• _Records to process_:
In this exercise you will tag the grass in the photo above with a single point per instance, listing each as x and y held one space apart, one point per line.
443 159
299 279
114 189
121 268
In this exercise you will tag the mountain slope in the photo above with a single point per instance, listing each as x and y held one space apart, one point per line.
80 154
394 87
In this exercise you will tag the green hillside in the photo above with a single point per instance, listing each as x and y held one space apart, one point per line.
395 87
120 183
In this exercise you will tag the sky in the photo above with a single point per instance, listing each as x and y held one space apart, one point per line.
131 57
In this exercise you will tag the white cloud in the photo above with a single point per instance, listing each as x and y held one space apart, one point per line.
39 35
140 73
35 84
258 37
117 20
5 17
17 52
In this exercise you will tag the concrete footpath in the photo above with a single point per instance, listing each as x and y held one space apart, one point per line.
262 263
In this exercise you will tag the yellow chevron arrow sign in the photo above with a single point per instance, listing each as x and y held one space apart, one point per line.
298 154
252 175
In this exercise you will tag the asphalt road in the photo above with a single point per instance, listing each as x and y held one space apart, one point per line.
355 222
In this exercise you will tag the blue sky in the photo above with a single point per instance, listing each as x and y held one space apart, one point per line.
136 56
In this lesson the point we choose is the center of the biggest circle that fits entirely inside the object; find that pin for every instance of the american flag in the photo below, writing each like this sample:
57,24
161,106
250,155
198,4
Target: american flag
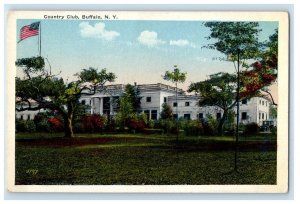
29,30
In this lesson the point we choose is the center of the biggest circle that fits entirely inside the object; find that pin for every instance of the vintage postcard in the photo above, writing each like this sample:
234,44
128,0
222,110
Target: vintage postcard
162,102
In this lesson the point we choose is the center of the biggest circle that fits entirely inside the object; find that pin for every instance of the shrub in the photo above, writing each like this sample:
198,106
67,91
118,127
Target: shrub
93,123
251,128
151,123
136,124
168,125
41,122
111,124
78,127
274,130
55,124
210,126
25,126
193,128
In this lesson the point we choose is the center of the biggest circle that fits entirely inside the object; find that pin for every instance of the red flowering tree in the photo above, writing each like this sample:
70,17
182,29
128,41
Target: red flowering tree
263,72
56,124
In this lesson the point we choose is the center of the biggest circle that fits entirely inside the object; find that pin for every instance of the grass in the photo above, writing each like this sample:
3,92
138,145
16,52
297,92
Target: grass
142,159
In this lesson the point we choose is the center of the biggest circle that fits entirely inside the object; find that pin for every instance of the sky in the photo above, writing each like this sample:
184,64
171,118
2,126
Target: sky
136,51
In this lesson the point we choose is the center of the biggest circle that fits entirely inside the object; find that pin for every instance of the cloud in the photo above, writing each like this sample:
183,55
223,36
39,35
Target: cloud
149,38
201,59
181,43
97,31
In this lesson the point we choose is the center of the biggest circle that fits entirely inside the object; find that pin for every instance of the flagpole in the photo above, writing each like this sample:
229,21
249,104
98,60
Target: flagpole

==

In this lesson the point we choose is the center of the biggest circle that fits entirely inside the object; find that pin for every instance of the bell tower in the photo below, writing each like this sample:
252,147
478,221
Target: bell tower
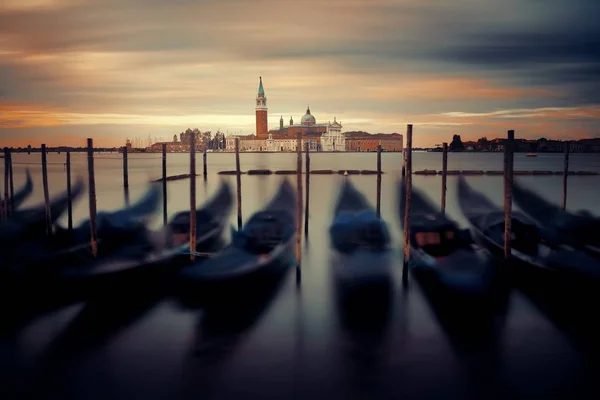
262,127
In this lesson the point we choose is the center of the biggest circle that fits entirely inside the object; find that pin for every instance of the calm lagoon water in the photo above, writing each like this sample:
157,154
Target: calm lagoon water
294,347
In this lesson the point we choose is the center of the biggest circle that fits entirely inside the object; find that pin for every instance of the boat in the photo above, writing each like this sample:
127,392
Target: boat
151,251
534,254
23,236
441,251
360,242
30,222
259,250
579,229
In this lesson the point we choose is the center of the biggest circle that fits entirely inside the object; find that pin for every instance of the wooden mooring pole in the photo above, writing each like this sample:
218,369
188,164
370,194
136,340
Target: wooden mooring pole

• _Objective_: Show every line of the records above that contains the string "american", treating case as significant.

• _Task result_:
In this lesson the point we choose is the center of the biggest circle that fits entirely inside the object; find that pin for every instance of the american flag in the photo below, writing each like this sample:
Target: american flag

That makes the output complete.